_Requirement_
Having read the records, set them all down exactly as they appear.

_Records supplied_

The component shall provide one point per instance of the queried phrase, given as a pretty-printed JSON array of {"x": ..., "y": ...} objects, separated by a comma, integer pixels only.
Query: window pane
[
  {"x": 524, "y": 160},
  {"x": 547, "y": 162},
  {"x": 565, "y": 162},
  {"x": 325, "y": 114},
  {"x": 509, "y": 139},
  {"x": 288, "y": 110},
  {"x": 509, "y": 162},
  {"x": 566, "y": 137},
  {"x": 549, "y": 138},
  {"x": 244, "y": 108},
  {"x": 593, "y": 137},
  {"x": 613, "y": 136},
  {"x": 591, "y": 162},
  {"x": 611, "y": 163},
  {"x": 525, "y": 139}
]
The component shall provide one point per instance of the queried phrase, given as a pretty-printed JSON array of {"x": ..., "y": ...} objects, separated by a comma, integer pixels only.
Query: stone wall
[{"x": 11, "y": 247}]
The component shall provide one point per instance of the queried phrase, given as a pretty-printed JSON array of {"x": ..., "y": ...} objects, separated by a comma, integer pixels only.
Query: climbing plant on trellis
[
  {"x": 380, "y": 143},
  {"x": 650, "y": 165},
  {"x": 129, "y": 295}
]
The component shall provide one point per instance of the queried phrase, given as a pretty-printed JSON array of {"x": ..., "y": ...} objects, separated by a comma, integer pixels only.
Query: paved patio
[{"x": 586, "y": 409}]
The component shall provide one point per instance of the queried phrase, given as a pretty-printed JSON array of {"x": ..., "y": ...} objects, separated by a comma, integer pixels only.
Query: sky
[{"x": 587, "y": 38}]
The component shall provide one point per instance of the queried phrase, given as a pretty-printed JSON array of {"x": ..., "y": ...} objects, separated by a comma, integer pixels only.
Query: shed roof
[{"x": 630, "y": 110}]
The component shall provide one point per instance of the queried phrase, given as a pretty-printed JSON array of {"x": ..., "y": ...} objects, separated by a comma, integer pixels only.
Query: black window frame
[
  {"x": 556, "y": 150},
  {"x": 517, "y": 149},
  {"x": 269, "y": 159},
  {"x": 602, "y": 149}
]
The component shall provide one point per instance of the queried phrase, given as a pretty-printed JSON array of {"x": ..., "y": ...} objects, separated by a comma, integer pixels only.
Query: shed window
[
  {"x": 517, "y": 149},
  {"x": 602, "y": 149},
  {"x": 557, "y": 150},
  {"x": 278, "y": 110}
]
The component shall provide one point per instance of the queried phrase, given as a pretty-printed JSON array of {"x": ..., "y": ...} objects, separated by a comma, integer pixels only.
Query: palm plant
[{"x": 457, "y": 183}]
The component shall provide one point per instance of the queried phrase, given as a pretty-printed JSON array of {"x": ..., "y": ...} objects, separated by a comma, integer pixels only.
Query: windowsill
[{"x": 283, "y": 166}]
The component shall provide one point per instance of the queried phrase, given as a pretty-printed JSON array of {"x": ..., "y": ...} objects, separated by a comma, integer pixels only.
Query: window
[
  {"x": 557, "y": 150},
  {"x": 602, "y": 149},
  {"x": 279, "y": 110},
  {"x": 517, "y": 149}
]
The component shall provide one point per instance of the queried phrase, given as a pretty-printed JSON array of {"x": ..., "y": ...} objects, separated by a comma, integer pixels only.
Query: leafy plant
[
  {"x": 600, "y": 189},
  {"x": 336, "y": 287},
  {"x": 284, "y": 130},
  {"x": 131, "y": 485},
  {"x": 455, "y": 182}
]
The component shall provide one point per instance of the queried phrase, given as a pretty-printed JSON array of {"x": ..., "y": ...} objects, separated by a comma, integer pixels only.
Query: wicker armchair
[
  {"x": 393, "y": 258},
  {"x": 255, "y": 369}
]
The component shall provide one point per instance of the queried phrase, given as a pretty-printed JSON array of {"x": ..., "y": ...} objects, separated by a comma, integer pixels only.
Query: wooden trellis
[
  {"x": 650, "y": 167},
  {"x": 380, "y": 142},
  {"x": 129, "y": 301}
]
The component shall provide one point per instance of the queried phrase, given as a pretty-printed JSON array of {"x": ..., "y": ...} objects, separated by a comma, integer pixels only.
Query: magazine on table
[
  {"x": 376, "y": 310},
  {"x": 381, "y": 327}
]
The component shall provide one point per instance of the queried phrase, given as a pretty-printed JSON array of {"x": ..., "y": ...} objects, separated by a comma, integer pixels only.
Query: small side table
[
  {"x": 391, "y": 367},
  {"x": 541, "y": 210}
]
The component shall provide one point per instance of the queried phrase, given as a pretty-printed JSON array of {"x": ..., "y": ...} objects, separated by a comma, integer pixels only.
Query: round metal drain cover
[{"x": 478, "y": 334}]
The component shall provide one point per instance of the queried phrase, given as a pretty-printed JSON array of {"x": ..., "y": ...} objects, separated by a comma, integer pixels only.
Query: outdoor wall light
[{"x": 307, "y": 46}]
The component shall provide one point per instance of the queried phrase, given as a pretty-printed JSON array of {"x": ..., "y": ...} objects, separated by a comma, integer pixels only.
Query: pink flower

_Output of the task_
The component shall provide one point per instance of the queried phrase, given as a pretty-printed JSON array of {"x": ..., "y": ...} objects, separated by a comma, integer pixels only.
Query: window pane
[
  {"x": 524, "y": 160},
  {"x": 547, "y": 162},
  {"x": 565, "y": 162},
  {"x": 325, "y": 114},
  {"x": 509, "y": 139},
  {"x": 288, "y": 110},
  {"x": 509, "y": 162},
  {"x": 566, "y": 137},
  {"x": 549, "y": 138},
  {"x": 244, "y": 108},
  {"x": 593, "y": 137},
  {"x": 613, "y": 136},
  {"x": 591, "y": 162},
  {"x": 611, "y": 163},
  {"x": 525, "y": 139}
]
The component shall provide one point per instance of the queried phrase, given as a pretty-printed JSON array of {"x": ..., "y": ...} objects, separated by a comma, integer pixels only.
Query: stone wall
[{"x": 11, "y": 247}]
The component shall provide one point per instance of the queried phrase, given as a pretty-printed JSON array of {"x": ..., "y": ...} objects, separated by a comma, integer pixels only.
Query: climbing plant on trellis
[
  {"x": 380, "y": 143},
  {"x": 650, "y": 165},
  {"x": 129, "y": 295}
]
The component shall provide one point per instance of the queried phrase, given as a pretty-printed JSON array of {"x": ..., "y": ...} objects, separated by a comma, integer pixels only.
Query: paved patio
[{"x": 586, "y": 409}]
The component shall provide one point per instance of the queried phrase, given as a pretty-printed JSON array of {"x": ..., "y": ...} objects, separated by a comma, integer pixels only.
Query: sky
[{"x": 587, "y": 38}]
The component shall provide one point per instance of the queried phrase, given as a pretty-printed JSON array of {"x": ..., "y": ...} objects, separated by a comma, integer pixels only.
Query: shed roof
[{"x": 630, "y": 110}]
The component shall provide one point per instance of the queried phrase, given as a pretty-printed JSON array of {"x": ..., "y": ...} objects, separated by a comma, integer pixels only.
Query: black window frame
[
  {"x": 556, "y": 150},
  {"x": 517, "y": 149},
  {"x": 269, "y": 159},
  {"x": 602, "y": 149}
]
The component shall provide one point per instance of the queried phrase, given as a pretty-printed JSON array of {"x": ..., "y": ...} objects, separated by a comma, integer pixels only.
Query: shed window
[
  {"x": 517, "y": 149},
  {"x": 602, "y": 149},
  {"x": 557, "y": 150},
  {"x": 278, "y": 110}
]
The component shall provide one point per instance of the queried phrase, given as a pretty-printed JSON array of {"x": ..., "y": ...} objects, separated by a comma, integer pixels only.
Query: palm plant
[{"x": 457, "y": 183}]
The component shall provide one point per instance of the queried phrase, given as a pretty-printed JSON array of {"x": ..., "y": ...} objects, separated by a comma, integer pixels only.
Query: windowsill
[{"x": 283, "y": 166}]
The component shall provide one point per instance of the queried phrase, given as a pretty-printed JSON array of {"x": ..., "y": ...} objects, separated by a comma, integer pixels only.
Query: window
[
  {"x": 557, "y": 150},
  {"x": 602, "y": 149},
  {"x": 279, "y": 110},
  {"x": 517, "y": 149}
]
The component shall provide one point per instance of the queried phrase, given as a pretty-printed JSON array of {"x": ..., "y": ...} objects, separated by a comma, integer pixels only.
Query: leafy plant
[
  {"x": 600, "y": 189},
  {"x": 336, "y": 287},
  {"x": 284, "y": 130},
  {"x": 131, "y": 485},
  {"x": 455, "y": 182}
]
The component shall provide one point per instance of the queried phrase, given as a pretty-printed JSON array of {"x": ..., "y": ...} objects, separated by a comma, integer pixels only.
Query: wicker armchair
[
  {"x": 393, "y": 258},
  {"x": 255, "y": 369}
]
The component shall provide one point per instance of the queried phrase, given as a pretty-printed JSON array of {"x": ..., "y": ...} objects, separated by a comma, integer pixels only.
Query: wooden trellis
[
  {"x": 650, "y": 167},
  {"x": 380, "y": 142},
  {"x": 129, "y": 301}
]
The component shall provide one point per instance of the queried phrase, given as a pretty-printed JSON array of {"x": ..., "y": ...} objects, separated by a comma, integer pixels only.
Query: magazine on table
[
  {"x": 376, "y": 310},
  {"x": 381, "y": 327}
]
The component shall provide one point per instance of the queried phrase, given as a pretty-printed JSON array of {"x": ..., "y": ...} objects, separated by a comma, integer pixels only.
Query: small side table
[
  {"x": 391, "y": 367},
  {"x": 541, "y": 210}
]
The component shall provide one point per instance of the queried phrase, given as a pretty-printed JSON array of {"x": ..., "y": ...} objects, separated by a comma, integer pixels only.
Query: round metal drain cover
[{"x": 478, "y": 334}]
The component shall provide one point per instance of the queried phrase, given as a pretty-printed JSON array of {"x": ..., "y": ...} objects, separated by a comma, integer pixels only.
Query: outdoor wall light
[{"x": 307, "y": 46}]
The component shall provide one point per instance of the queried phrase, given as a pretty-printed JSON array of {"x": ..., "y": ...} objects, separated by a comma, integer pixels only.
Query: pink flower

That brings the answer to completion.